--- Start MATERIAL TO PROCESS ---
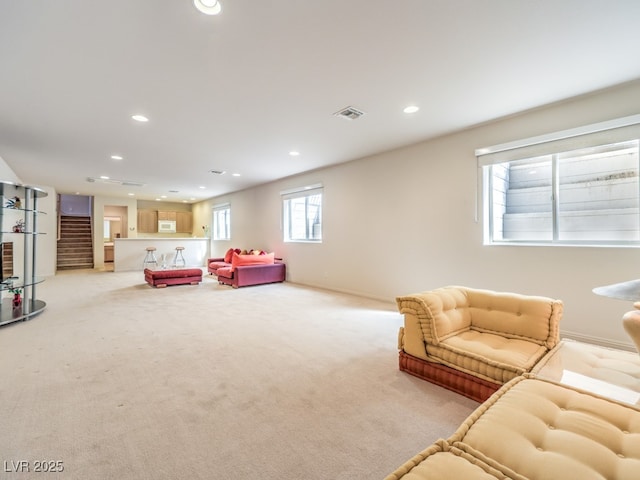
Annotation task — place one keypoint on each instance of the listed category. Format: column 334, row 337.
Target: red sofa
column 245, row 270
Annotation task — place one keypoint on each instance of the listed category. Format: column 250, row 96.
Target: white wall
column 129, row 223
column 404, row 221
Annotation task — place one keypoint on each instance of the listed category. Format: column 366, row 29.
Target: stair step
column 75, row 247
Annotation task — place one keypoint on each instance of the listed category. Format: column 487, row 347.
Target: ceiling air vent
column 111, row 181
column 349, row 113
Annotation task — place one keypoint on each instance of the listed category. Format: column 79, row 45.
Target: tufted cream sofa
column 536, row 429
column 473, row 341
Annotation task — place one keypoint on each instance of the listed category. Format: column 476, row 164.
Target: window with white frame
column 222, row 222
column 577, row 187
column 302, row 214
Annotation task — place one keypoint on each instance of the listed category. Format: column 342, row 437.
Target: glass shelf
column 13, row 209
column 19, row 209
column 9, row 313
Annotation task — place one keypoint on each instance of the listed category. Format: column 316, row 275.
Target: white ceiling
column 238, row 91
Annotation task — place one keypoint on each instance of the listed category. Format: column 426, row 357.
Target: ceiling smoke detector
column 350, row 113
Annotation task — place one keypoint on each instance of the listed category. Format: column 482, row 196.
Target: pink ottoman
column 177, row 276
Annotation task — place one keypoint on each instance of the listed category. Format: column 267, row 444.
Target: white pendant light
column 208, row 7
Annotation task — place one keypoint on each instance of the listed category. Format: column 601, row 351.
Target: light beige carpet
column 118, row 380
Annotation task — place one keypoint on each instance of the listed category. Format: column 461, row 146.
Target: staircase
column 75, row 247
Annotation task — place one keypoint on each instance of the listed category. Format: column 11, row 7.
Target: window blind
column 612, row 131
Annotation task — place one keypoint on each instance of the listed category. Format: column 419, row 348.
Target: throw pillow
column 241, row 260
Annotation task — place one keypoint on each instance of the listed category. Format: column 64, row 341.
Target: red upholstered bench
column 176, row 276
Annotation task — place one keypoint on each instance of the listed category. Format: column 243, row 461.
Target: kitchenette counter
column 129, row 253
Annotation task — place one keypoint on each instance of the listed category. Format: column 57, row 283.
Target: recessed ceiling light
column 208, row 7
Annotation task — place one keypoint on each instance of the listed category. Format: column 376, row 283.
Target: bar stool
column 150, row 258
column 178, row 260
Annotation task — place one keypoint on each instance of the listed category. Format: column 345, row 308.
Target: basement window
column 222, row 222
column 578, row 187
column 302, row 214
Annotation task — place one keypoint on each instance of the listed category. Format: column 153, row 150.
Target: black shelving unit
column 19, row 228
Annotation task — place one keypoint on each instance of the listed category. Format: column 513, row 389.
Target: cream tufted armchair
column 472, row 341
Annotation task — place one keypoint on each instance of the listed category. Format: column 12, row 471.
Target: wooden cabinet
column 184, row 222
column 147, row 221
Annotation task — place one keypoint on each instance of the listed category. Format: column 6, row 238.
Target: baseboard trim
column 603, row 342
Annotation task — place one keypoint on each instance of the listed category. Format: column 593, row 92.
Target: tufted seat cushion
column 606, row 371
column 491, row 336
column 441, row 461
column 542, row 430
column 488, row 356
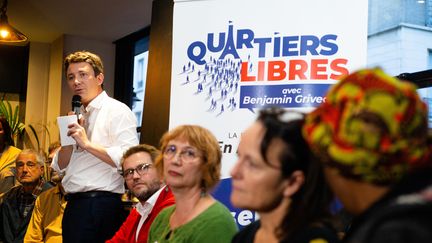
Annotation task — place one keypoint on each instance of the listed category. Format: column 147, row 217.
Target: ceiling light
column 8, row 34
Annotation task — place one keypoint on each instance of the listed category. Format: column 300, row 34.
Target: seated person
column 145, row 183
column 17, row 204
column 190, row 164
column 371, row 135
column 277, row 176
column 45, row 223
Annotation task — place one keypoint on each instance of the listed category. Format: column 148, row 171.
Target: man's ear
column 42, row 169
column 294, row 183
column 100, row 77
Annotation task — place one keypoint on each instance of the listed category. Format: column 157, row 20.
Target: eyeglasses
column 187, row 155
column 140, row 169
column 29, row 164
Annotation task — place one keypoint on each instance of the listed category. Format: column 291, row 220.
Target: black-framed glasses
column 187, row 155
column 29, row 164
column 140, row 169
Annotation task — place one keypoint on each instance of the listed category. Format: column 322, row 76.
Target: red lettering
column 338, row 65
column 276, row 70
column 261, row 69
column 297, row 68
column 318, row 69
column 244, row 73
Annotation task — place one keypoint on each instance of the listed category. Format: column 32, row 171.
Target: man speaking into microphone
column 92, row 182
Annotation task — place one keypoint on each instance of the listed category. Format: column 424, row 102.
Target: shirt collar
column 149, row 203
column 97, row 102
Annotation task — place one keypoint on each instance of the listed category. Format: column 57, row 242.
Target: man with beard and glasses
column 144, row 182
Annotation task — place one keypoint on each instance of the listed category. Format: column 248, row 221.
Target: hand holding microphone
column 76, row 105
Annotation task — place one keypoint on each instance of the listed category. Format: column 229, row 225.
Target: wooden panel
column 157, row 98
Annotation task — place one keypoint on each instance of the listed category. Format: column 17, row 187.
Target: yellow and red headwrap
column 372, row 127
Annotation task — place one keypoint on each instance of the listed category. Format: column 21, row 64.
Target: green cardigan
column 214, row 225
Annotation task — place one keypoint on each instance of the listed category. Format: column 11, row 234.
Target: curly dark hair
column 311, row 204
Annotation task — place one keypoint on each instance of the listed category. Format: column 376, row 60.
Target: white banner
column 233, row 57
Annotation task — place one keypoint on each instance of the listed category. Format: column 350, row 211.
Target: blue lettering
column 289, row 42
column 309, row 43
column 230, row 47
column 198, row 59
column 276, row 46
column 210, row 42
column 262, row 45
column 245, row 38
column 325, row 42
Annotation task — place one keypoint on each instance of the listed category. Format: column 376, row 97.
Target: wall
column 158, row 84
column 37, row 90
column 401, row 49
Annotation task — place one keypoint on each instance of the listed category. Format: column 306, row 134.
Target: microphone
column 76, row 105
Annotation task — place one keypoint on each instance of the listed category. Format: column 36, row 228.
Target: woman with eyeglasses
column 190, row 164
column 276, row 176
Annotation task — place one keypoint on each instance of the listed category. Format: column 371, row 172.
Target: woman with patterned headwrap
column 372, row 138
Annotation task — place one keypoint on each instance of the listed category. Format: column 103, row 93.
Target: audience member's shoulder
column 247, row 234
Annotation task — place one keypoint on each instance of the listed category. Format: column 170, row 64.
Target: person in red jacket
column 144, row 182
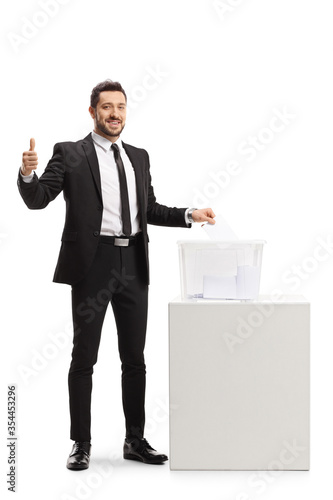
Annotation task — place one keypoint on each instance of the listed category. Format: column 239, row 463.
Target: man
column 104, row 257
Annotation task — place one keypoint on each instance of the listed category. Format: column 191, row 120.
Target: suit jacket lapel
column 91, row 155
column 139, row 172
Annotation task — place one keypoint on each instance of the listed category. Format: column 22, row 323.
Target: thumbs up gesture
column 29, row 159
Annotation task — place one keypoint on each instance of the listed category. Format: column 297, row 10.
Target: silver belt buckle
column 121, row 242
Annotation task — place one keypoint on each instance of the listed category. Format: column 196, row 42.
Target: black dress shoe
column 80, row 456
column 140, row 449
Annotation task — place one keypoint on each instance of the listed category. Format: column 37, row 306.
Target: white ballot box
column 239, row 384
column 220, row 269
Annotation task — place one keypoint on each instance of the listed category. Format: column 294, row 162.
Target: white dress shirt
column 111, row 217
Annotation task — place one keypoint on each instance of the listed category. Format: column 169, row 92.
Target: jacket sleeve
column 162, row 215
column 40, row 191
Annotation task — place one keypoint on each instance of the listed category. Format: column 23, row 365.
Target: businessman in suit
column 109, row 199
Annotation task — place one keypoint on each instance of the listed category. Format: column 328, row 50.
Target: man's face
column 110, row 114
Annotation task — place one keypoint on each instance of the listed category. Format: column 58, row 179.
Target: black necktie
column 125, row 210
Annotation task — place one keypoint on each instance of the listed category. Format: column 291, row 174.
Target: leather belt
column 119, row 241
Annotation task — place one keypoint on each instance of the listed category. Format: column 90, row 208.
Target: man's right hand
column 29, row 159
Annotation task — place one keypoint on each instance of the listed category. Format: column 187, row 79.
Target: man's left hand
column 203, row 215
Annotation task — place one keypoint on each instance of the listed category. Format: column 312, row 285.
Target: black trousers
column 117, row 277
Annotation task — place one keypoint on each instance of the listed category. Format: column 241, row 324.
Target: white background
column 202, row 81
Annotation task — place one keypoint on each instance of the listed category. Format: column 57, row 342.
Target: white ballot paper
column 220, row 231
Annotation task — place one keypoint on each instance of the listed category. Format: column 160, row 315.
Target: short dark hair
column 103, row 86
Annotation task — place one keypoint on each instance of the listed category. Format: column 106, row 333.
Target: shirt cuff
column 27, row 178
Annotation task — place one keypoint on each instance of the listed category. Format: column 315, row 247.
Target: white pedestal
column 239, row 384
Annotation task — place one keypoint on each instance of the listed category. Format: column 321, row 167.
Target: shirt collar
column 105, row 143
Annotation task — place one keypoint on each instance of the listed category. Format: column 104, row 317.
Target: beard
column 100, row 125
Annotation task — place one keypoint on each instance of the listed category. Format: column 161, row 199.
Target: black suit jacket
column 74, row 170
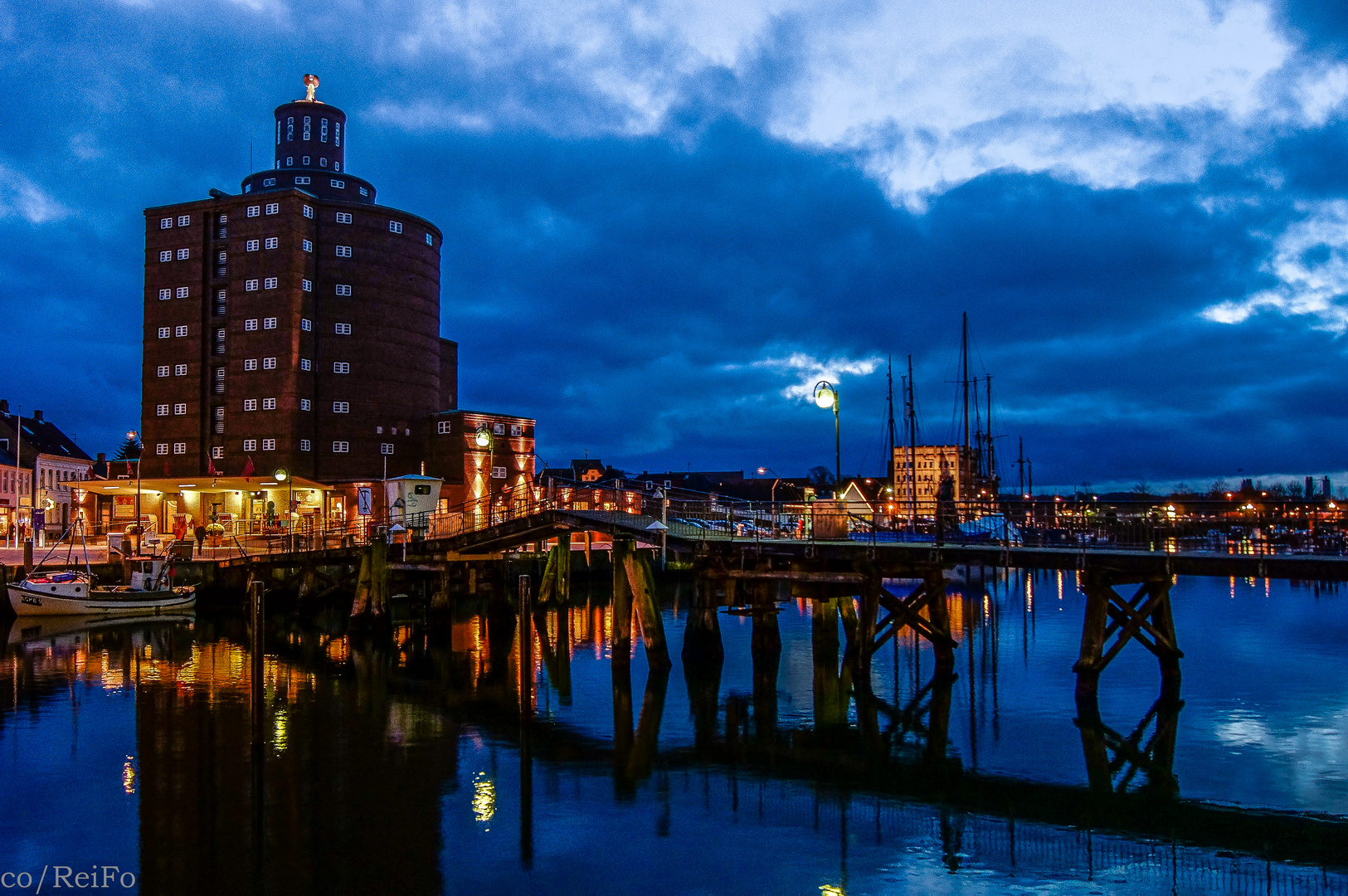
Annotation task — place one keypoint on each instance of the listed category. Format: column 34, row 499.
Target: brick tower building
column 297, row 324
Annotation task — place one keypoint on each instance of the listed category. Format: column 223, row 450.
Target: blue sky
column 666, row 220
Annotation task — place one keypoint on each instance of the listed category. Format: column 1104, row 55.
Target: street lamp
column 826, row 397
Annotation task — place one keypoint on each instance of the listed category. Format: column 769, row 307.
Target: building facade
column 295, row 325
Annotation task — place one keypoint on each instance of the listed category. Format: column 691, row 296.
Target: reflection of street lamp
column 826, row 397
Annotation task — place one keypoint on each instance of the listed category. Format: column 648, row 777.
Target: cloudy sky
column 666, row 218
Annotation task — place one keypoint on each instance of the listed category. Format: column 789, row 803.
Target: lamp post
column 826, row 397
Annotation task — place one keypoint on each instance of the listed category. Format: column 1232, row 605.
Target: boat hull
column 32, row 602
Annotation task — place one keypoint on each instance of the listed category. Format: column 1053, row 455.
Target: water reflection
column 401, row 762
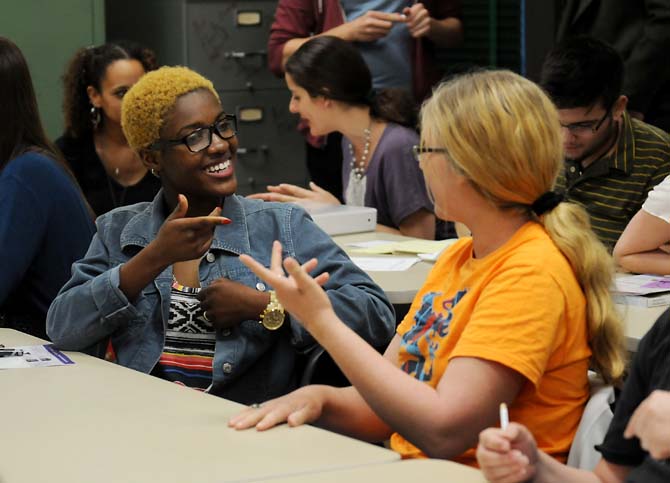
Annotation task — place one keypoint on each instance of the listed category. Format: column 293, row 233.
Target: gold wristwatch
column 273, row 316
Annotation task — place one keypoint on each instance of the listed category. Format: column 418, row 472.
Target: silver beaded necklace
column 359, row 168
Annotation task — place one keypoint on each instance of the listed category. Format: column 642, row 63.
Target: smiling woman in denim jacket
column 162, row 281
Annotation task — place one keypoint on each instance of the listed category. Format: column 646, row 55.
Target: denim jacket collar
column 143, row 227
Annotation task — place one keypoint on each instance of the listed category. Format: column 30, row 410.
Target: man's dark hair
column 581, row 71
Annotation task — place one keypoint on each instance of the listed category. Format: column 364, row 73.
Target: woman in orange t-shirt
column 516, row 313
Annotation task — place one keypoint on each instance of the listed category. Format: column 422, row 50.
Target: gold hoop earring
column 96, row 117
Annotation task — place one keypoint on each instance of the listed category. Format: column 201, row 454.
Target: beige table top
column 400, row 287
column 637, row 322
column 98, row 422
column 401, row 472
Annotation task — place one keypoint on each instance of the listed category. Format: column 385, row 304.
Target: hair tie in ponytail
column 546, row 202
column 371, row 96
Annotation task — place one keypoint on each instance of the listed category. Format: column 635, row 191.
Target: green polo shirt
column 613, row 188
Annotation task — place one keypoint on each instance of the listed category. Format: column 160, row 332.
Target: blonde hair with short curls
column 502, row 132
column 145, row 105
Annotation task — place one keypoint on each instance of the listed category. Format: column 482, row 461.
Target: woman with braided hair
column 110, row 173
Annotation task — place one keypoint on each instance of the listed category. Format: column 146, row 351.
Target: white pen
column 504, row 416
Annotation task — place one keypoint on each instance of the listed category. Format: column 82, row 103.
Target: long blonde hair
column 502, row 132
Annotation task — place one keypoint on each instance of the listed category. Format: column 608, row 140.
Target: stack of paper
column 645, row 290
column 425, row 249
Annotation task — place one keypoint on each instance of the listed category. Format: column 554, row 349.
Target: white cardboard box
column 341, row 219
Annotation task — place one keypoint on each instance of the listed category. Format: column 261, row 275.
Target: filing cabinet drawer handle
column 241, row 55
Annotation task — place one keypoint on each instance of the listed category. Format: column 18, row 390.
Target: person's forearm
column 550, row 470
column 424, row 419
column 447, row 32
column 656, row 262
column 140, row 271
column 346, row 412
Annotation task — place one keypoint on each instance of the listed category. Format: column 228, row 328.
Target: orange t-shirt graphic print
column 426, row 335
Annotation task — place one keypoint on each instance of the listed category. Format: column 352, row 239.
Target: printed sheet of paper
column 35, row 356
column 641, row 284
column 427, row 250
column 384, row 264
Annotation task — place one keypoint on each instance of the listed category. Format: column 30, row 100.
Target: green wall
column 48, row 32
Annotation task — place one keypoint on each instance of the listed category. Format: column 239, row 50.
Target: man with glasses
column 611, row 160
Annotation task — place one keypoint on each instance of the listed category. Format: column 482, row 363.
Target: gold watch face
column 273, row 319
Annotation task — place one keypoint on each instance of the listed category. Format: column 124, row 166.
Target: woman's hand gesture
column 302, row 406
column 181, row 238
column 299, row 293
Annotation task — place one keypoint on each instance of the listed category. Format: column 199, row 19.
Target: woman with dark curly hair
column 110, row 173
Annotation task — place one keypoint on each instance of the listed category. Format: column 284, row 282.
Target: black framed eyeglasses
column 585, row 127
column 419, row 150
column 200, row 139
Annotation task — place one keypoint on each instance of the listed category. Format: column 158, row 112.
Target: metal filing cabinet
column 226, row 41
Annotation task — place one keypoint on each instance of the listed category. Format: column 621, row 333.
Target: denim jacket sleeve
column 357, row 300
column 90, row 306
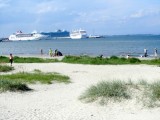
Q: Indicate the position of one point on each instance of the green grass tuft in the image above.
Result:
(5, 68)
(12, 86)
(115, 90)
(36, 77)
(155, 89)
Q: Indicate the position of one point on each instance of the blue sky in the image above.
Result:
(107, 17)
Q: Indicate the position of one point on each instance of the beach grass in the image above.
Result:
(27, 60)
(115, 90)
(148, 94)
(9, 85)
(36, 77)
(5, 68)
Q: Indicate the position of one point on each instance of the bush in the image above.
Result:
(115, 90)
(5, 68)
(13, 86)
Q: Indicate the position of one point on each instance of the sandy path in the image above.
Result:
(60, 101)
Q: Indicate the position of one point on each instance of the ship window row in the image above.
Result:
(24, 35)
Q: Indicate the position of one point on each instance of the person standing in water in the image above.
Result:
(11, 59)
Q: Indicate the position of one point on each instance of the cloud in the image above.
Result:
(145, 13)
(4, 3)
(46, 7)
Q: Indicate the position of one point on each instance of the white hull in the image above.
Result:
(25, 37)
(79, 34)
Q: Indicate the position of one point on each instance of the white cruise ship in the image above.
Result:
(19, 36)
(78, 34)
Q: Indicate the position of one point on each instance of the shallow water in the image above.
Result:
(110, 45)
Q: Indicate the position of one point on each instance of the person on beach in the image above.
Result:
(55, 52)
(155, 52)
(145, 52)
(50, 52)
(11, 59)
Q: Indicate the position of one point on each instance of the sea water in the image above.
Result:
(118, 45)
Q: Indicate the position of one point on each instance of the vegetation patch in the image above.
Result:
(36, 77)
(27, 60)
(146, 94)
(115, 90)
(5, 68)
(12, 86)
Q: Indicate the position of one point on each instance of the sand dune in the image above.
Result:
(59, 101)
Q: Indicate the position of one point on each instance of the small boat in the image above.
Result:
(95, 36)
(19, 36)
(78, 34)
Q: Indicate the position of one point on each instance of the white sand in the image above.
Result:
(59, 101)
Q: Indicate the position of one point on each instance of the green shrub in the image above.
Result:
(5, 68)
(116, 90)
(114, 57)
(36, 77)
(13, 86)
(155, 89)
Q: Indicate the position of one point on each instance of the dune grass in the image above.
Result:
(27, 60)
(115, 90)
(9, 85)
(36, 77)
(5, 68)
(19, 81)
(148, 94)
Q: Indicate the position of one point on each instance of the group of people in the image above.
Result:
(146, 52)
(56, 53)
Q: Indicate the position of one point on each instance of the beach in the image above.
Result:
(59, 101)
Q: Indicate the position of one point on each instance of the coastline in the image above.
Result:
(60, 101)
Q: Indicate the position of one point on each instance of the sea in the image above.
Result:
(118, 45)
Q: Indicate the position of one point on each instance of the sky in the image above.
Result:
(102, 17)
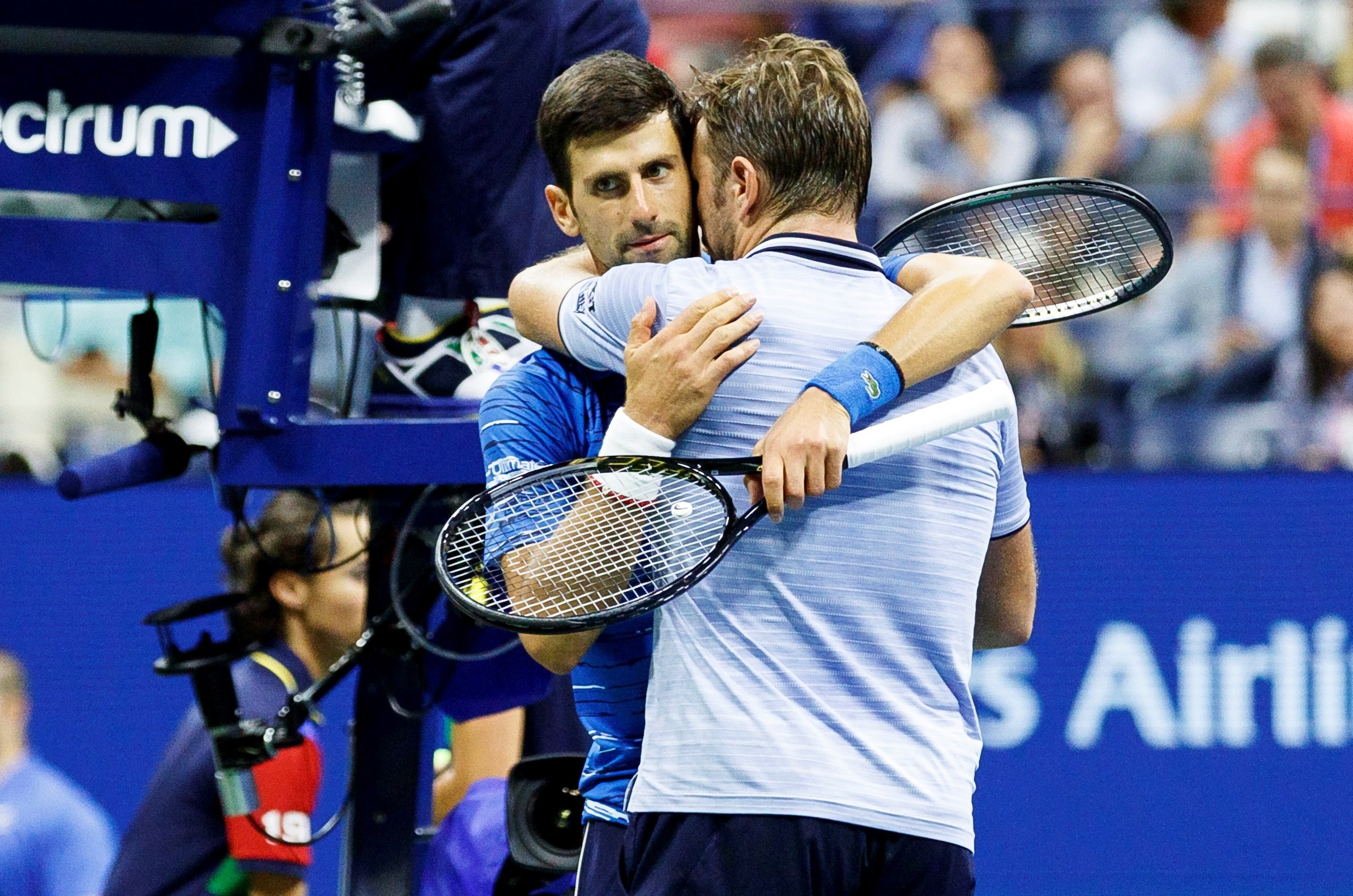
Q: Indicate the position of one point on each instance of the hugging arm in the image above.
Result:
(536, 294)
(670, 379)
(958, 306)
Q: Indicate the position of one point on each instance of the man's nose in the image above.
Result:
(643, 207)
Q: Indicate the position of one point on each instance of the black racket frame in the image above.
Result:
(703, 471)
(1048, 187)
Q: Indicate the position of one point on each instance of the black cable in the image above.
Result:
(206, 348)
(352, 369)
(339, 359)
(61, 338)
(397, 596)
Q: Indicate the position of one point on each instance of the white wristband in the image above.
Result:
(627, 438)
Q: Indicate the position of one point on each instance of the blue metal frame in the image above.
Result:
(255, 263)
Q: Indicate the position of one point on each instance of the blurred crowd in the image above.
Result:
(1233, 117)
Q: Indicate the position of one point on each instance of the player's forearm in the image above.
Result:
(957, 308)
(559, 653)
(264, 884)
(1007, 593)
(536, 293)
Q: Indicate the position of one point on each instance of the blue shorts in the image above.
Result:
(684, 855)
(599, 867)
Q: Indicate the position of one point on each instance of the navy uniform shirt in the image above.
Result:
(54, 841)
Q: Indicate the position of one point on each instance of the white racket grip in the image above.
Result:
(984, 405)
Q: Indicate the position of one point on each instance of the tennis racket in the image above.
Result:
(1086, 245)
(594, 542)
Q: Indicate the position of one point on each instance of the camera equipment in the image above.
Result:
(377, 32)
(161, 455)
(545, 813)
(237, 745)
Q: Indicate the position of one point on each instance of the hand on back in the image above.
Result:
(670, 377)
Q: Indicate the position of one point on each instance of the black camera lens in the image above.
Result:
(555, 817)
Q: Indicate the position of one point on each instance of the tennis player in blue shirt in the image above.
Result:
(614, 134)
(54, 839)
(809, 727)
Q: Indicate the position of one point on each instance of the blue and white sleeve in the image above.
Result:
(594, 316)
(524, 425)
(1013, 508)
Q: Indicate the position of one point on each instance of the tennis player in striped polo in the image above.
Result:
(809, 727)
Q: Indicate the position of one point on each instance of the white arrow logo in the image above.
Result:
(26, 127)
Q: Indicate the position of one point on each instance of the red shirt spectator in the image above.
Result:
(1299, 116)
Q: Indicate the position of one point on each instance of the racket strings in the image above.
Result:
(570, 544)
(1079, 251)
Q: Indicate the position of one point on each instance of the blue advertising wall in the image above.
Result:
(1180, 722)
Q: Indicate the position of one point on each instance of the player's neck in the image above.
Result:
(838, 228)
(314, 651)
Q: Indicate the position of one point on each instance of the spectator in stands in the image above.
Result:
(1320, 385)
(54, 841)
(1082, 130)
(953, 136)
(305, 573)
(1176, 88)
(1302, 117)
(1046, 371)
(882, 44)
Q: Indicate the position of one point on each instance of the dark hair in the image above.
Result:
--- End MATERIAL TO PROCESS ---
INSTRUCTIONS TO FOLLOW: Return the lines beginning at the one that contains "spectator in the image above." and continuing through the last line of the data, exactly as they stand and without any others.

COMPLETED EXERCISE:
Q: Indicate the position of one point on each instance of the red shirt spectator in the image above.
Result:
(1299, 116)
Q: Indicate the position of one point on each instance of the racket strings in the image above.
Result:
(570, 544)
(1079, 251)
Q: Indicate the position of one point on each instance of the blue advertising wall in the image above.
Result:
(1180, 722)
Q: Indicate the position of one point on each instance of the player's neck in the image above.
Result:
(838, 228)
(314, 651)
Q: Indicate the position of one point on each instance of the spectator in stands in the image above.
Result:
(1320, 385)
(54, 841)
(1082, 130)
(953, 136)
(305, 573)
(1176, 88)
(1302, 117)
(1046, 371)
(882, 44)
Q: Indicate the position of one point on each instance of the dark hair in the image above.
Result:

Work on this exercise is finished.